◆ **WORKING DATA**:

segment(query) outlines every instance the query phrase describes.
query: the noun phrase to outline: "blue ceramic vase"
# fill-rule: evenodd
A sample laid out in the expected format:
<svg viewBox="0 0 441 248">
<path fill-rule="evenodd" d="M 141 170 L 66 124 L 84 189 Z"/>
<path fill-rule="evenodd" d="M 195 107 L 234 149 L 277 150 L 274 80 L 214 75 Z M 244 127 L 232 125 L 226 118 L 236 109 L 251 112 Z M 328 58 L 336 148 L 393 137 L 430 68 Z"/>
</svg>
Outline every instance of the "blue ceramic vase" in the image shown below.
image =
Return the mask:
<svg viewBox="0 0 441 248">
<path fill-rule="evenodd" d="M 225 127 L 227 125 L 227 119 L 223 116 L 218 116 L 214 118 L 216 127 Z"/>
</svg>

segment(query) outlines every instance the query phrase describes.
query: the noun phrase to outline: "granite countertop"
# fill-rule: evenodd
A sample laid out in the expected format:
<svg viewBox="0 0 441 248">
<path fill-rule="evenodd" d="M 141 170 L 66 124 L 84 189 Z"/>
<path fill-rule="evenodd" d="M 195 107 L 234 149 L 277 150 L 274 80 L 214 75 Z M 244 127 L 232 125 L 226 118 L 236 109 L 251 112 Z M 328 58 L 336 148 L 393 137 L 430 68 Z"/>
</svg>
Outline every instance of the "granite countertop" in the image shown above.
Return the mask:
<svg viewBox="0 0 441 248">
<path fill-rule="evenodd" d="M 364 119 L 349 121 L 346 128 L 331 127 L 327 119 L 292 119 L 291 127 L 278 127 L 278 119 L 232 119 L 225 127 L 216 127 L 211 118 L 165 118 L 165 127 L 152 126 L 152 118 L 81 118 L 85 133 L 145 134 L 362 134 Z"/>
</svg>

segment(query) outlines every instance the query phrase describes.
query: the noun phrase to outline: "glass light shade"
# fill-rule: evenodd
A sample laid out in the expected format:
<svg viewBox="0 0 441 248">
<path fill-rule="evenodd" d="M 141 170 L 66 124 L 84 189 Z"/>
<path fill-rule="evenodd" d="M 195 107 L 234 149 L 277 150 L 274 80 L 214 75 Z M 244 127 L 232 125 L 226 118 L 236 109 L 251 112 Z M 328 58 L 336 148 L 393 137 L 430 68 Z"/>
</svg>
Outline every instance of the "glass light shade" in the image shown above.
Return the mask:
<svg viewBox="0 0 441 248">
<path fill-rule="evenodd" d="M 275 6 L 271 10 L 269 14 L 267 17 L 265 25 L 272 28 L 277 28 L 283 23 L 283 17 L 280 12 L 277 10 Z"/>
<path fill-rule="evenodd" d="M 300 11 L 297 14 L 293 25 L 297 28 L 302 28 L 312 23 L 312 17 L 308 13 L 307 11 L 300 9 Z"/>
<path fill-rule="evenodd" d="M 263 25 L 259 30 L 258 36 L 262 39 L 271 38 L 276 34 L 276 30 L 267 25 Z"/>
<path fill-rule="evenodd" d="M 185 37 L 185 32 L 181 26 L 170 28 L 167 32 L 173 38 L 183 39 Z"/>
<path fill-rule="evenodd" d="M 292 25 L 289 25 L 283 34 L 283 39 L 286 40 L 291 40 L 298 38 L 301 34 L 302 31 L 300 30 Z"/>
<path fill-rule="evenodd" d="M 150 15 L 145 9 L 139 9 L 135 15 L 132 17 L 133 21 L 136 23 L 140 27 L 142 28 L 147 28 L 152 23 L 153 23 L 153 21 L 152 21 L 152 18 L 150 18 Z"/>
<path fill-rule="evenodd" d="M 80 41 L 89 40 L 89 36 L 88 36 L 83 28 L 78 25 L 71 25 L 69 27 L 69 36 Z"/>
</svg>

◆ **WHAT TO WORK ON**:
Pull out every line of the data above that contains the word "blue", matching case exactly.

◆ **COMPLETE OUTPUT**:
query: the noun phrase to outline: "blue ceramic vase"
Outline every instance of the "blue ceramic vase" in the image shown below.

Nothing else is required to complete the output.